INSTRUCTIONS FOR THE TASK:
Output the data below only from the line containing "utility pole --coords=pixels" up to and including the line containing "dense treeline --coords=pixels", exact and with the pictures left out.

RECORDS FOR THE TASK: Begin

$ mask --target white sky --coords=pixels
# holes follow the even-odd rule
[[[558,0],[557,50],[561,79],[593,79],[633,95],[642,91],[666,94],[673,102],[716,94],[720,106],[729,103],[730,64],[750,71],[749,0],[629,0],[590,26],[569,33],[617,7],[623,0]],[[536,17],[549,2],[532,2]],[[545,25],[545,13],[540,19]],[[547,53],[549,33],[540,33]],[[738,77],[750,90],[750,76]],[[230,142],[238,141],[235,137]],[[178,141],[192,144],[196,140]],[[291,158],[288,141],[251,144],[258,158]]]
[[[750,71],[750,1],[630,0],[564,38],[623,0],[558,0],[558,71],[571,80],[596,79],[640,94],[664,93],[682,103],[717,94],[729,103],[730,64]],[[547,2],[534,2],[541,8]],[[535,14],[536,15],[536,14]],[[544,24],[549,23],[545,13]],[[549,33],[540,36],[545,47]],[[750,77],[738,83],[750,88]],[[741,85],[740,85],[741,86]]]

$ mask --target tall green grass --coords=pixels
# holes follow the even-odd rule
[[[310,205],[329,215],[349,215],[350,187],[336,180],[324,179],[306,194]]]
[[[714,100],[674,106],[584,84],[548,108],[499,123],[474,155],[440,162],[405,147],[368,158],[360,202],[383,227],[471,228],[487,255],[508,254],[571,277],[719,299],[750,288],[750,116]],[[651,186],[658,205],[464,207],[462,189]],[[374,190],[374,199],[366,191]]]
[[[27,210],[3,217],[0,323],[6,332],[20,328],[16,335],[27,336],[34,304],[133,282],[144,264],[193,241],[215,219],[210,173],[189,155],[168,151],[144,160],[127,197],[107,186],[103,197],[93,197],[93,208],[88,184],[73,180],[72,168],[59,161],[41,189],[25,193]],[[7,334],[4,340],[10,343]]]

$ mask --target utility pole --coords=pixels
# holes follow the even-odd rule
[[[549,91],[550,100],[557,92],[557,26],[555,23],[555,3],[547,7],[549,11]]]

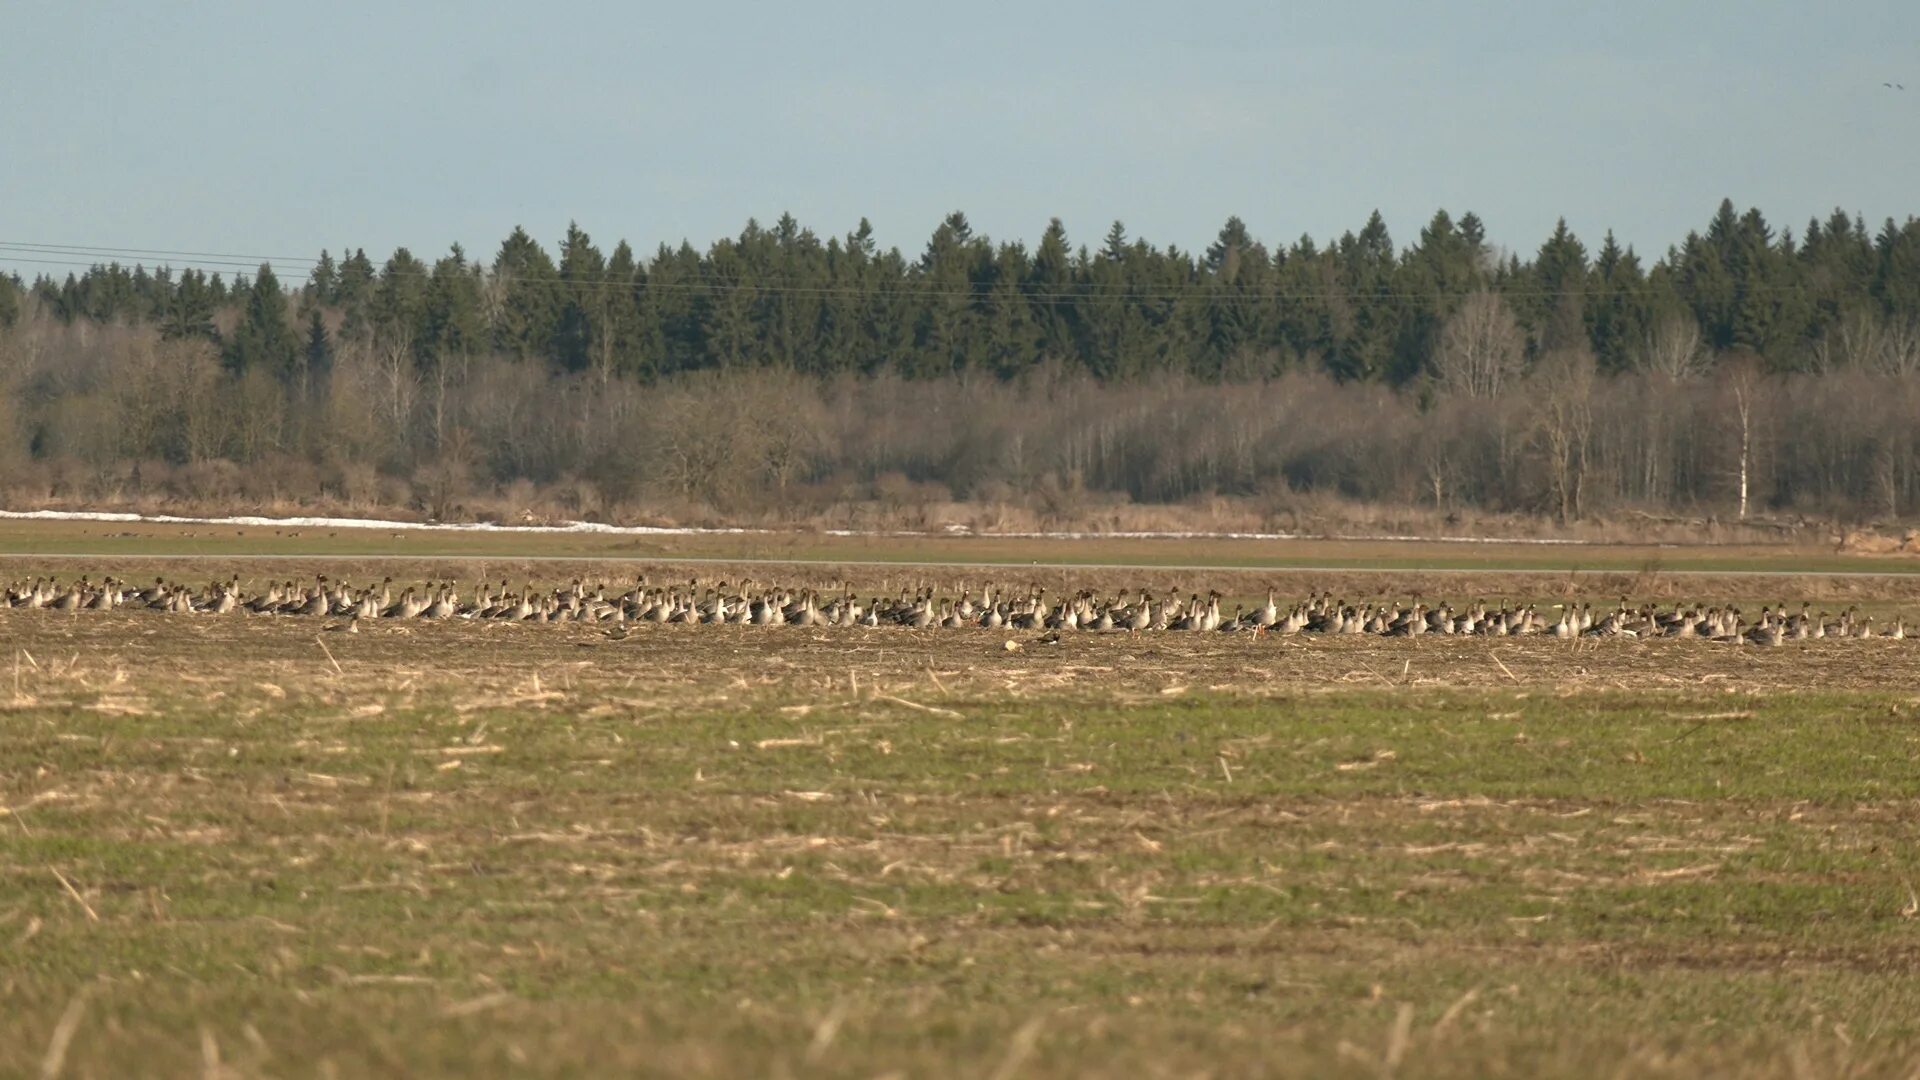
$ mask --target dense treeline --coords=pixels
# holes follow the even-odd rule
[[[0,482],[37,498],[1898,516],[1916,381],[1920,221],[1731,203],[1651,266],[1564,224],[1503,256],[1472,214],[1405,248],[1377,214],[1272,249],[1233,219],[1194,253],[954,214],[912,259],[783,217],[644,261],[572,228],[292,287],[0,276]]]
[[[1007,377],[1053,362],[1109,380],[1309,370],[1404,384],[1440,373],[1443,325],[1480,291],[1511,312],[1523,359],[1584,343],[1603,372],[1626,370],[1648,362],[1663,330],[1691,323],[1707,355],[1817,371],[1888,362],[1889,349],[1911,362],[1920,346],[1887,339],[1910,338],[1920,318],[1920,220],[1873,231],[1835,211],[1796,235],[1724,202],[1705,232],[1645,266],[1611,234],[1590,250],[1564,223],[1530,259],[1502,257],[1475,215],[1444,211],[1404,248],[1375,214],[1324,247],[1302,237],[1269,248],[1234,218],[1200,252],[1153,247],[1118,222],[1097,248],[1075,248],[1057,220],[1028,250],[976,235],[956,213],[911,259],[881,250],[865,222],[823,242],[783,216],[704,253],[663,246],[646,260],[624,242],[603,252],[577,227],[557,257],[516,229],[490,264],[458,247],[431,264],[405,249],[379,264],[323,252],[290,300],[265,295],[279,292],[271,272],[226,281],[99,266],[0,286],[0,320],[22,291],[66,321],[151,323],[218,341],[235,368],[282,371],[308,359],[311,327],[294,316],[317,313],[330,339],[401,347],[423,369],[493,352],[646,377]],[[223,312],[246,317],[223,332]]]

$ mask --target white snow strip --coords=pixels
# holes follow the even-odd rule
[[[418,532],[500,533],[506,535],[592,534],[601,536],[770,536],[792,532],[779,529],[669,527],[661,525],[607,525],[597,521],[568,521],[558,525],[496,525],[490,522],[388,521],[382,518],[338,517],[188,517],[175,514],[133,514],[108,510],[0,510],[0,520],[12,521],[103,521],[156,525],[238,525],[254,528],[299,529],[387,529]],[[911,530],[823,529],[825,536],[841,537],[931,537],[959,536],[1007,540],[1342,540],[1352,543],[1442,543],[1442,544],[1541,544],[1578,547],[1599,541],[1542,537],[1499,536],[1391,536],[1350,535],[1342,533],[1266,533],[1266,532],[992,532],[979,533],[964,526],[949,526],[936,532]],[[1674,545],[1660,544],[1659,547]]]
[[[653,525],[603,525],[597,521],[569,521],[559,525],[495,525],[484,521],[386,521],[380,518],[336,517],[184,517],[175,514],[128,514],[106,510],[0,510],[0,518],[15,521],[117,521],[155,525],[249,525],[256,528],[390,529],[421,532],[478,533],[607,533],[618,536],[688,536],[701,533],[751,533],[757,529],[664,528]]]

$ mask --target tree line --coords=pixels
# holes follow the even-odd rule
[[[1406,385],[1444,375],[1445,324],[1480,294],[1511,314],[1521,362],[1584,344],[1603,372],[1670,365],[1675,335],[1697,334],[1709,360],[1751,353],[1775,372],[1899,365],[1920,348],[1908,340],[1920,220],[1873,230],[1836,210],[1796,234],[1723,201],[1651,265],[1611,233],[1590,249],[1564,221],[1529,257],[1502,254],[1475,214],[1446,211],[1405,246],[1376,212],[1324,245],[1269,246],[1231,218],[1198,251],[1156,247],[1119,222],[1075,247],[1057,219],[1029,249],[954,213],[917,257],[881,249],[865,221],[823,241],[790,215],[749,221],[704,252],[662,245],[645,259],[624,241],[603,251],[578,226],[555,253],[515,229],[491,261],[458,246],[431,263],[405,248],[378,264],[323,251],[291,288],[271,266],[251,278],[120,264],[0,278],[0,321],[30,296],[64,321],[148,323],[215,341],[236,370],[289,376],[358,338],[404,349],[423,370],[497,353],[643,378],[1007,378],[1051,362],[1106,380],[1308,370]]]
[[[954,214],[917,258],[782,217],[645,260],[571,227],[291,285],[0,276],[0,484],[38,499],[1898,517],[1916,381],[1920,222],[1730,202],[1650,266],[1564,223],[1502,254],[1473,214],[1196,252]]]

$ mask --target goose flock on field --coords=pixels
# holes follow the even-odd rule
[[[649,585],[637,578],[624,589],[571,585],[515,589],[502,581],[479,585],[463,599],[452,583],[406,586],[398,595],[391,578],[353,588],[319,575],[311,585],[274,582],[249,593],[237,577],[205,586],[156,579],[150,585],[82,577],[61,583],[51,578],[16,582],[0,595],[5,607],[46,611],[156,611],[175,614],[305,615],[346,619],[352,630],[360,620],[476,619],[504,622],[693,623],[750,626],[904,626],[916,629],[986,629],[1088,632],[1251,632],[1255,634],[1354,634],[1418,637],[1424,634],[1476,634],[1495,637],[1695,638],[1723,642],[1780,645],[1816,638],[1892,638],[1907,636],[1904,619],[1876,630],[1873,616],[1847,608],[1839,615],[1814,612],[1810,604],[1788,612],[1786,605],[1763,607],[1749,621],[1737,607],[1632,605],[1624,598],[1596,610],[1591,603],[1555,604],[1546,611],[1534,604],[1489,607],[1476,601],[1464,609],[1429,605],[1418,598],[1399,605],[1349,604],[1330,593],[1282,604],[1274,594],[1249,609],[1221,611],[1221,594],[1198,593],[1185,599],[1155,597],[1145,590],[1126,596],[1076,592],[1055,600],[1045,589],[1028,587],[1001,593],[992,587],[964,589],[941,597],[931,589],[902,590],[893,597],[860,602],[851,588],[823,594],[810,588],[779,588],[746,581],[701,586]],[[1550,613],[1551,614],[1550,614]],[[622,627],[624,629],[624,627]]]

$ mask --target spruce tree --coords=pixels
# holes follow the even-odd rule
[[[595,345],[600,354],[594,361],[596,368],[604,367],[616,373],[644,370],[642,289],[645,278],[646,272],[634,260],[633,248],[627,246],[625,240],[620,241],[607,257],[601,306],[601,318],[605,321]]]
[[[459,244],[433,264],[420,328],[420,354],[430,366],[458,362],[487,347],[479,268]]]
[[[494,256],[493,274],[504,294],[495,347],[523,359],[551,357],[563,299],[553,260],[516,226]]]
[[[567,223],[560,241],[560,313],[554,332],[555,359],[568,371],[592,365],[606,332],[607,264],[593,239],[577,223]]]
[[[1237,263],[1237,256],[1252,246],[1253,234],[1247,231],[1247,223],[1237,216],[1228,218],[1213,243],[1207,245],[1207,269],[1220,273],[1229,260]]]
[[[373,332],[374,279],[373,260],[361,248],[353,249],[353,254],[340,263],[334,297],[343,316],[343,336],[364,338]]]
[[[333,336],[327,333],[327,321],[318,305],[307,309],[305,360],[308,396],[325,396],[326,387],[333,380]]]
[[[207,276],[198,270],[183,270],[160,316],[160,336],[170,341],[183,338],[208,338],[213,331],[213,290]]]
[[[227,366],[236,372],[259,369],[282,382],[291,382],[300,357],[300,342],[287,317],[287,294],[281,291],[273,268],[261,263],[260,272],[246,289],[246,306],[227,344]]]
[[[339,299],[340,268],[333,264],[327,249],[320,249],[320,261],[307,275],[307,296],[316,304],[332,304]]]

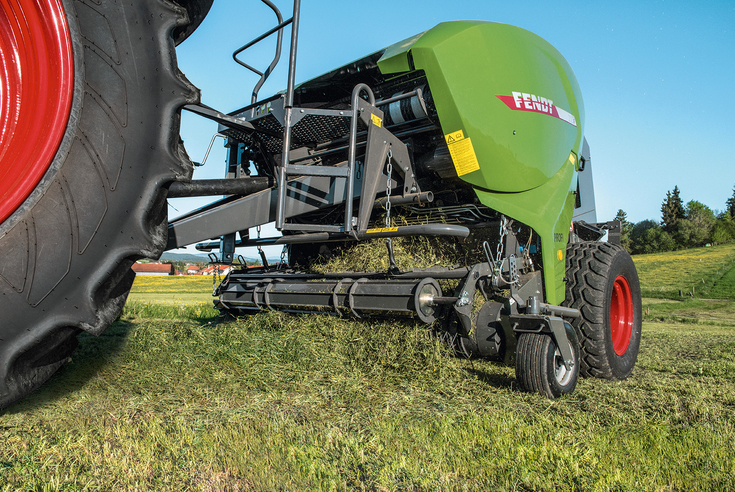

RECORDS FOR THE TASK: End

ANSWER BOX:
$ mask --target utility pole --coords=pixels
# holes follow the even-odd rule
[[[549,91],[550,100],[557,92],[557,26],[555,23],[555,3],[547,7],[549,11]]]

$ mask --target dense treeline --coords=pixels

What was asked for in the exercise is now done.